_About this exercise:_
Restate the full set of records exactly, without adding or dropping a word.

_Data for review:_
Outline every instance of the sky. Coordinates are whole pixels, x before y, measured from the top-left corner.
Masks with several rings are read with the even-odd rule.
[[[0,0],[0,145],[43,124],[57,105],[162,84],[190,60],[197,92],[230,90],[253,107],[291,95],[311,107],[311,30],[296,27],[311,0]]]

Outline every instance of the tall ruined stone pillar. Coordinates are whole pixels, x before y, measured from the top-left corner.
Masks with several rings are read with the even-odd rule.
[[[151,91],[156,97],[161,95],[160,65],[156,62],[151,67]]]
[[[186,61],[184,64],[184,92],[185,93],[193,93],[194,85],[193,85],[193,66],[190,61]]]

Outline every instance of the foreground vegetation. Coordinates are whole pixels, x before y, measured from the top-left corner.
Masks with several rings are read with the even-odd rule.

_The answer:_
Outline every instance of the sky. Coordinates are whole pixels, x before y, measured from the top-left corner.
Masks with several rings are read with the even-odd rule.
[[[0,0],[0,145],[43,124],[57,105],[162,84],[190,60],[197,92],[230,90],[253,107],[291,95],[311,107],[311,30],[296,27],[311,0]]]

Outline every instance of the tall ruined stone pillar. Coordinates are whole pixels, x before y, measured from the top-left corner.
Masks with several rings are read with the even-odd rule.
[[[151,91],[156,97],[161,95],[160,65],[156,62],[151,67]]]
[[[186,61],[184,64],[184,92],[185,93],[193,93],[194,85],[193,85],[193,66],[190,61]]]

Outline every instance of the foreground vegetation. Coordinates are whole pixels, x before y, measured from the top-left corner.
Masks with several rings are read with the even-odd rule.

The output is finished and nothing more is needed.